● Página
*-*-*

As aldeias do Vale do Mondego viveram um autêntico pesadelo na semana passada, quando as chamas se aproximaram das casas e consumiram em instantes décadas de trabalho. O fogo foi dado como dominado na manhã de sexta-feira.
É o pior incêndio de que há memória em Aldeia Viçosa (Guarda), onde o fogo trouxe o “inferno” e reduziu a chamas décadas de muito trabalho. Foram horas de pesadelo para a população da aldeia, que viveu, na passada quinta-feira, um dos dias mais negros da sua história. «Não sei o que é o inferno, mas devia ser aquilo», disse Graça Morais a O INTERIOR. «Já vi fogos grandes, mas nunca como este», vinca a habitante, de 56 anos.
A quinta arrendada, à qual dedicou grande parte da sua vida, não é hoje mais do que um “mar” de cinzas a perder de vista. Impedida de sair de casa por familiares e vizinhos na altura do incêndio, por motivos de saúde, a senhora encontrou uma “palheira” e os terrenos já destruídos, bem como as alfaias e mais de mil fardos de feno transformados em cinzas. «Uma “palheira” ainda se safou, mas ali na quinta ardeu tudo, desde oliveiras a casas agrícolas de várias pessoas», sublinha a residente. «Em cinco minutos isto expandiu-se logo», refere. Isto porque o fogo que lavrava no Vale do Mondego chegou a Aldeia Viçosa sem se anunciar, apanhando os moradores desprevenidos. «Na quarta-feira vimos o fogo na serra, mas de manhã estava sossegado», recorda Graça Morais, acrescentando que «perto das 13 horas o meu filho começou a ver muito fumo e disse-me para preparar as mangueiras e encher os baldes». Depois do aviso, as chamas não terão demorado mais de 15 minutos até ameaçarem a sua habitação.

*-*-*

● Excerto do material
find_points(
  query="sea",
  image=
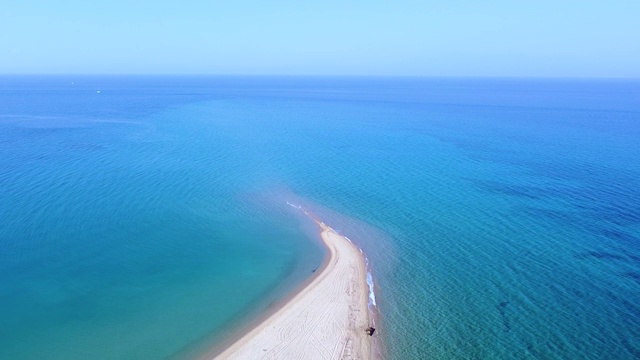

*-*-*

Escreva a continuação da notícia sobre o incêndio em Aldeia Viçosa, começando logo após a última frase apresentada.

● Resultado do exercício
«Puxámos a mangueira do tanque e o meu filho ligou uma máquina de pressão (de lavagem)», conta, lembrando que «as pessoas saíam então da missa e começaram logo a combater o fogo». Já em casa, a moradora só conheceu o desenrolar do incêndio pela boca de quem o combateu. «Foi uma miséria, como é que o fogo passou para a outra margem do rio?», indaga. O filho e um primo ainda conseguiram salvar as suas ovelhas, o que lhes ia custando a vida: «À beira-rio ardeu tudo, eles tiveram de se deitar no chão num pedaço de erva que escapou… Mas as chamas eram enormes, pensaram que morriam», conta, visivelmente emocionada.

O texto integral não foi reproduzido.